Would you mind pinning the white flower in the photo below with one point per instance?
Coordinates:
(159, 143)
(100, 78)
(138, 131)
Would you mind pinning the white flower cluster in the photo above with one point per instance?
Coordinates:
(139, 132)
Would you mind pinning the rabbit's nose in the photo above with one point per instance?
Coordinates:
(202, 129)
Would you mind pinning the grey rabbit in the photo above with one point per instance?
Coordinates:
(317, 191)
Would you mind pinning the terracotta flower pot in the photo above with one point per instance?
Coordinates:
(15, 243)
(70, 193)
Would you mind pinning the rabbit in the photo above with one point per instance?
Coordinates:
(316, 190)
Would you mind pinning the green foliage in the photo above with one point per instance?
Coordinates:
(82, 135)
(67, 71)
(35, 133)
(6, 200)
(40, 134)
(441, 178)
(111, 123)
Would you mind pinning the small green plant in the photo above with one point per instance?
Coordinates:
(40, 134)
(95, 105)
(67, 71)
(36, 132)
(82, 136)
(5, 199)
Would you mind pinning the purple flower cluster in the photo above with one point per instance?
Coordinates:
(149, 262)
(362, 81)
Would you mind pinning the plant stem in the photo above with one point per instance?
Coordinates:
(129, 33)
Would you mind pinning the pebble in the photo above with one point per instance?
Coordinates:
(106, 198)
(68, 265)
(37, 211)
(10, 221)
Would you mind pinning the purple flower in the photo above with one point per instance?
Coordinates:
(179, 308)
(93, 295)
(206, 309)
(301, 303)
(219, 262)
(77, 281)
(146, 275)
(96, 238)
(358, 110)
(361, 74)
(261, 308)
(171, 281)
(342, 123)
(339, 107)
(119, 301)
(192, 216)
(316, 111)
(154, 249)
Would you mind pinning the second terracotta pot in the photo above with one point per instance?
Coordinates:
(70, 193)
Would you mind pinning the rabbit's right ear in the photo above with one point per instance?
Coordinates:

WORK TO BE COMPLETED: Each record above has to be printed again, word for word.

RESULT OF THIS TASK:
Would you mind pinning the white flower in the photo below with one point per instance?
Coordinates:
(159, 143)
(100, 78)
(138, 131)
Would you mind pinning the white flower cluster in the photo above with one point per instance?
Coordinates:
(139, 132)
Would you mind pinning the rabbit's nose in the photo above with one point per instance?
Coordinates:
(202, 129)
Would you mind pinning the grey rabbit in the photo above with one point per instance?
Coordinates:
(317, 191)
Would you mind pinning the terracotta flower pot in the photo above with one point per instance?
Coordinates:
(15, 243)
(70, 193)
Would you mind pinning the rabbit in the photo above with one point per instance?
Coordinates:
(316, 190)
Would you mind pinning the green foliage in the photo above with one point per instance?
Coordinates:
(82, 135)
(67, 71)
(35, 133)
(6, 200)
(40, 134)
(441, 178)
(111, 123)
Would you mind pinning the small green plant in the photo above with one point per instance?
Coordinates:
(40, 134)
(95, 105)
(67, 71)
(36, 132)
(82, 136)
(5, 199)
Would you mind pinning the purple flower cluster in the photo above with one point per instance?
Coordinates:
(149, 262)
(362, 81)
Would you mind pinning the plant stem in the photo above with one point per instance?
Coordinates:
(129, 33)
Would you mind pinning the pebble in the photo above with one point per instance?
Coordinates:
(106, 198)
(68, 265)
(37, 211)
(10, 221)
Would you mind pinning the purple flower in the photo above with one point per instance?
Coordinates:
(179, 308)
(93, 295)
(206, 309)
(301, 303)
(219, 262)
(77, 281)
(146, 275)
(96, 238)
(358, 110)
(361, 74)
(261, 308)
(171, 281)
(342, 123)
(339, 107)
(119, 301)
(192, 216)
(316, 111)
(154, 249)
Would you mind pinning the second terracotta pot in the photo above with one point per instance?
Coordinates:
(70, 193)
Would you mind pinning the rabbit's right ear in the photo above with one point per instance?
Coordinates:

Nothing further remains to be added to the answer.